Instructions for the task: Retype the full set of records. Keep every character identical.

(Records contained in a dataset)
####################

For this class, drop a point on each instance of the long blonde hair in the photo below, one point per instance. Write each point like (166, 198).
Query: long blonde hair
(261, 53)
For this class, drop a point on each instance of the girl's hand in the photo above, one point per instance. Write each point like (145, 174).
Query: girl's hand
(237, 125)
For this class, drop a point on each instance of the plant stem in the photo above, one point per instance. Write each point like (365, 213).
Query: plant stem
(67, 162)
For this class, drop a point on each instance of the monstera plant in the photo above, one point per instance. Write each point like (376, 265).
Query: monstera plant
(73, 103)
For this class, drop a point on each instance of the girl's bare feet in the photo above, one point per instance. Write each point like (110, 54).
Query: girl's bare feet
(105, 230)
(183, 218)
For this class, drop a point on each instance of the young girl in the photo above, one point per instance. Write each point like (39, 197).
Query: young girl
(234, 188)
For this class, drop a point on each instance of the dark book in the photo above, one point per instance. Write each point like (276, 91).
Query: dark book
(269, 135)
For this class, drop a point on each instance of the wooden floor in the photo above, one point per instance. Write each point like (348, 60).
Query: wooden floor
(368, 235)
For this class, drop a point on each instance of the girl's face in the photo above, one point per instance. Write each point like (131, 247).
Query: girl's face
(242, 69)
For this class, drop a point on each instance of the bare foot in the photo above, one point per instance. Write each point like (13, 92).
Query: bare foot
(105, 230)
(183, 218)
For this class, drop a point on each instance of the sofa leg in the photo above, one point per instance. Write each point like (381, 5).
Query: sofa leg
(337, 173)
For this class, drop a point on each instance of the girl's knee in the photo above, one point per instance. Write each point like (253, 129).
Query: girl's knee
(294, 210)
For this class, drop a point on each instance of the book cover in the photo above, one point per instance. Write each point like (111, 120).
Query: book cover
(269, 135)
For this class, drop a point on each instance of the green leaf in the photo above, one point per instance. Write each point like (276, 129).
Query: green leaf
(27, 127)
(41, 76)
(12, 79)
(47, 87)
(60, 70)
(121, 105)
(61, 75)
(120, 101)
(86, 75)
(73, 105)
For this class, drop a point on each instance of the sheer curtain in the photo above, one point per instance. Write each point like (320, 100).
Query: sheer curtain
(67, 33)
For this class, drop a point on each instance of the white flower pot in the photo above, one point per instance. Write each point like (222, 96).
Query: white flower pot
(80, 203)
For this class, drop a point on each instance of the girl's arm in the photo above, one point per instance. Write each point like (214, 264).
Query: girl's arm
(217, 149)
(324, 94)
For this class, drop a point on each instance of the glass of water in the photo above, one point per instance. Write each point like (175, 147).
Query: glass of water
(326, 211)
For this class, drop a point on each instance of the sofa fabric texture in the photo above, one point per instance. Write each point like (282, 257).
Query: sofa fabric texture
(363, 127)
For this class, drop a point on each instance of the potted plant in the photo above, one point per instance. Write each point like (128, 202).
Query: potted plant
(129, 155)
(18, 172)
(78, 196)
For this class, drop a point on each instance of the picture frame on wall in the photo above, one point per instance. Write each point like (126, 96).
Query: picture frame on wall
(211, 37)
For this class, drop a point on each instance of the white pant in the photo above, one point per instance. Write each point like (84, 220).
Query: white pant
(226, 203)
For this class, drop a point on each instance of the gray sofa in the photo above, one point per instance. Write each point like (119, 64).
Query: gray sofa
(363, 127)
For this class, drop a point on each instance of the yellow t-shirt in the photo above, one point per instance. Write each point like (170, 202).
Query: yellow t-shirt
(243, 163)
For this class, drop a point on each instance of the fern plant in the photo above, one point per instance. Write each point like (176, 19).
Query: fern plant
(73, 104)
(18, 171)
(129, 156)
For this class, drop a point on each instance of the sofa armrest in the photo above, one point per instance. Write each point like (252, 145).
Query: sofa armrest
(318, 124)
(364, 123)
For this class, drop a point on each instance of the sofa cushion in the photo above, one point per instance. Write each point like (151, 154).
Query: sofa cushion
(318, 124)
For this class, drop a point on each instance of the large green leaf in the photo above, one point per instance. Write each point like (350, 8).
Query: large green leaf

####################

Task output:
For this class, drop a point on each instance of the long blonde hair in the photo below, one point per instance. Write each point like (166, 198).
Query: long blonde hair
(261, 53)
For this class, drop a point on each instance of the girl's hand in the photo above, one point per instance. Write each point like (145, 174).
Query: girl's hand
(237, 125)
For this class, drop a point on each instance of the plant stem in the photo above, one point per instance. Write each point like (365, 213).
Query: plant stem
(67, 162)
For this class, drop a point on each instance of the monstera plant in the photo above, one point per instance. Write each point like (376, 265).
Query: monstera plant
(73, 103)
For this class, drop a point on each instance of the girl's bare feet in the photo above, one point per instance. Write each point like (110, 54).
Query: girl's bare feet
(105, 230)
(183, 218)
For this class, drop a point on each instance of the young girl in the photo above, one point per instance. Write each point like (39, 197).
Query: young girl
(234, 188)
For this class, drop a point on each instance of the dark book in the photo above, one point per instance. Write each point like (276, 91).
Query: dark book
(269, 135)
For this class, drop a point on each instance of the wooden floor in the photo above, one point per instance. Write each point like (348, 60).
Query: wooden floor
(368, 235)
For this class, drop a point on each instance of the girl's face in the photo above, one point per instance. Write each point like (131, 247).
Query: girl's face
(242, 69)
For this class, drop a point on each instance of the bare foot in the photo above, one point per instance. Write each point like (13, 92).
Query: bare foot
(105, 230)
(183, 218)
For this class, drop a point on each instance of the sofa leg in the photo above, one point per instance. Write each point like (381, 5).
Query: sofa leg
(337, 173)
For this class, drop a point on each instance of the girl's knee in the photo above, one point per instance. Write each point like (253, 129).
Query: girl's knee
(294, 210)
For this class, drop a point on each instance of the book cover in the photo above, one point per instance. Write each point like (111, 120).
Query: book cover
(269, 135)
For this class, drop a point on each instance of the green leaf in the photo above, one point per instance. Write each point like (276, 129).
Query: green leaf
(27, 127)
(41, 76)
(12, 79)
(47, 87)
(60, 70)
(121, 105)
(61, 75)
(120, 101)
(86, 75)
(73, 105)
For this class, drop a point on each instance of the sheer curtain in the photo above, one point per instance. Write each point like (320, 100).
Query: sheer curtain
(67, 33)
For this class, drop a point on each instance of the white flower pot in the photo above, one point per instance. Write each point like (222, 96).
Query: white flower pot
(80, 203)
For this class, drop a point on each instance of the girl's arm in the photo above, one point per instance. Write each point like (214, 264).
Query: girl's arm
(217, 149)
(324, 94)
For this class, drop a point on each instance of the glass of water in the photo above, one point per instance. Write each point like (175, 147).
Query: glass of water
(326, 211)
For this class, drop a point on each instance of the sofa fabric texture in the photo above, one point per instance. Write each point like (282, 257).
Query: sofa fabric texture
(363, 127)
For this class, drop a point on each instance of the potted plant in the photo above, one point per instance. Write each point like (128, 202).
Query: potted plant
(129, 155)
(18, 172)
(78, 196)
For this class, drop a point on each instance of the picture frame on wall in the photo above, one point per instance. Write each point like (126, 96).
Query: picture frame on wall
(211, 37)
For this class, drop a point on each instance of the white pant in the photo above, one point per instance. Write each point like (84, 220).
Query: white pant
(226, 203)
For this class, drop a point on each instance of the gray sofa in the photo above, one point per instance. Write each point like (119, 64).
Query: gray sofa
(363, 127)
For this class, drop a point on each instance of the yellow t-shirt in the photo above, one point per instance. Write each point like (170, 202).
Query: yellow t-shirt
(243, 163)
For this class, drop a point on each instance of the fern plant in the photo above, one point per instance. Write each point like (176, 19).
Query: fern plant
(73, 104)
(18, 171)
(129, 156)
For this class, drop a point on each instance of the sofa armrest in the photo above, one point per instance. Write each point like (252, 145).
Query: sofa armrest
(318, 124)
(364, 123)
For this class, drop a point on each instance of the sofa cushion in the photo above, one point per instance. Write each point like (151, 154).
Query: sofa cushion
(318, 124)
For this class, drop a point on each instance of the large green leaf in the photo above, one point per instance. Write each point like (350, 8).
Query: large green leaf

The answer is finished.